• [Written task]: Collect each of the lines below that contains the string "path", copying every such line in full.
════════════════
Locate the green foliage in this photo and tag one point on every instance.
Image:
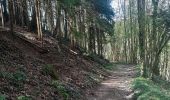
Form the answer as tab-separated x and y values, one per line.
61	89
24	98
70	3
103	7
17	78
2	97
109	66
50	70
148	90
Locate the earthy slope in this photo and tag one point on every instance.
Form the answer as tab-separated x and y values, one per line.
22	66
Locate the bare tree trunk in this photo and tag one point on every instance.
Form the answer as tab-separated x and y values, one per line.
37	9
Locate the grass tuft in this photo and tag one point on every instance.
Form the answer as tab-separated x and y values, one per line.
146	89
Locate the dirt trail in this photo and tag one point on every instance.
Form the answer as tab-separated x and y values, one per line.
117	87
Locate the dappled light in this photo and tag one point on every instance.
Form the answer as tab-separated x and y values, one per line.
84	49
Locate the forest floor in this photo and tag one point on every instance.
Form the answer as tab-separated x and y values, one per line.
117	86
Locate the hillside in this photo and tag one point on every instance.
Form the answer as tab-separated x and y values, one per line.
27	71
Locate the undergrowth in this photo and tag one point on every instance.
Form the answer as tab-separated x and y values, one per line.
146	89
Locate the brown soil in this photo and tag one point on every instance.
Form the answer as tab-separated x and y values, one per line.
73	70
117	87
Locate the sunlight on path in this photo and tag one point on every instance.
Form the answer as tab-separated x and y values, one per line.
117	87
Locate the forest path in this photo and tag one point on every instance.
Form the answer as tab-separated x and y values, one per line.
117	87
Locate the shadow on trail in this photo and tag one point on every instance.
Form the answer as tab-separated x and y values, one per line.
117	87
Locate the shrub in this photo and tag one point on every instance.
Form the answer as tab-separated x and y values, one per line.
61	89
50	70
24	98
2	97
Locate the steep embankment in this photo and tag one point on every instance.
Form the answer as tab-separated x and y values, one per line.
49	73
117	87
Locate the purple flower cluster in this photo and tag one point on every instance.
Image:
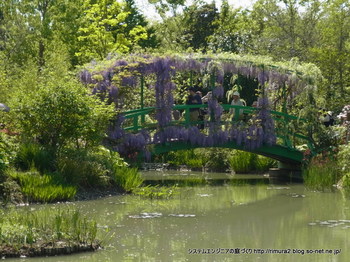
════════════════
• [Solution for this task]:
Locate the sunlight on path in this photo and tag one point on every instance.
Locate the forest path in this photo and tag one point on every instance.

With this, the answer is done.